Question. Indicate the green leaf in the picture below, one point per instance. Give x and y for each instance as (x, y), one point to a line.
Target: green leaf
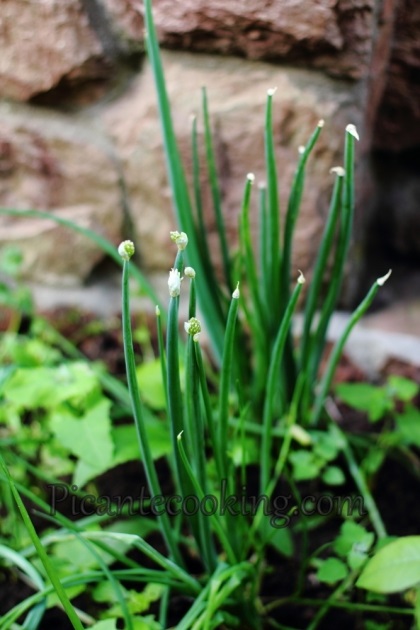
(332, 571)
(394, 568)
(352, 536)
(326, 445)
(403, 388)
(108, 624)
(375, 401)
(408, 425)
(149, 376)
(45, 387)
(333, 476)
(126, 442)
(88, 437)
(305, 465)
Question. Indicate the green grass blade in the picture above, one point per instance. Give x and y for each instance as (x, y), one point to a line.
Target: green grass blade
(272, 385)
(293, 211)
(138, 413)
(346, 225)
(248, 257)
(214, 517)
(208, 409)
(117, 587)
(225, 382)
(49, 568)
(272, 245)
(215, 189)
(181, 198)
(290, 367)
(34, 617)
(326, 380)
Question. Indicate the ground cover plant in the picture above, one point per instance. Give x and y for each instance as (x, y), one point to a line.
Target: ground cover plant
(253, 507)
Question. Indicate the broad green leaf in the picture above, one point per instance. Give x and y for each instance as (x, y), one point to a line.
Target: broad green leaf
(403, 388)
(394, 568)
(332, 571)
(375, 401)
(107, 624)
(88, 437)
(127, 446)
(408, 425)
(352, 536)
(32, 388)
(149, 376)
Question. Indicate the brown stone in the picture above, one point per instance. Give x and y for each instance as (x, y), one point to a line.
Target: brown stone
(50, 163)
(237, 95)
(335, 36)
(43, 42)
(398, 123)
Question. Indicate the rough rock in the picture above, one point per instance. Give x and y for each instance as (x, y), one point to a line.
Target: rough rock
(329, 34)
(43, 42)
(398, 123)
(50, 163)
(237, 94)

**Written exercise**. Retype all of the material above word for word, leaving out the picture.

**Written reply**.
Question. Indicate the green leaf in the picture below, one point per instance. Give x and y for each instance as (x, y), one point to a line.
Target: green leaf
(332, 571)
(394, 568)
(352, 536)
(326, 445)
(403, 388)
(108, 624)
(375, 401)
(408, 425)
(149, 376)
(45, 387)
(333, 476)
(126, 442)
(88, 437)
(305, 465)
Question. Indicate the green grass blade in the picture above, one point per instance. Give x and y for each instance as (x, y), one point to a line.
Target: green grass blade
(272, 385)
(293, 211)
(138, 413)
(346, 225)
(248, 257)
(214, 517)
(208, 409)
(117, 587)
(225, 382)
(49, 568)
(272, 245)
(215, 189)
(181, 198)
(290, 367)
(34, 617)
(326, 380)
Question. Indicate the ground cover plant in the picture above, one point per instance. Give x and y for each instance as (x, y), one point to a line.
Target: ground cover plant
(253, 507)
Question. Indicate the broad green leaf in the picture above, one point per instance. Give x and y for each instance as (x, y), one point to a line.
Target: broad green leaf
(403, 388)
(394, 568)
(332, 571)
(375, 401)
(107, 624)
(88, 437)
(127, 446)
(408, 425)
(352, 536)
(32, 388)
(149, 376)
Question. Indicate the brown stone in the picture above, one point per instance. Give x and y for each instance as (x, y), one point to a line.
Target: brown stone
(50, 163)
(237, 95)
(335, 36)
(43, 42)
(398, 123)
Question. Indicate the rough rock in the picture above, one point per instance. Give x and y for each instance as (x, y), one point to a line.
Target: rough rock
(329, 34)
(43, 42)
(398, 123)
(50, 163)
(237, 94)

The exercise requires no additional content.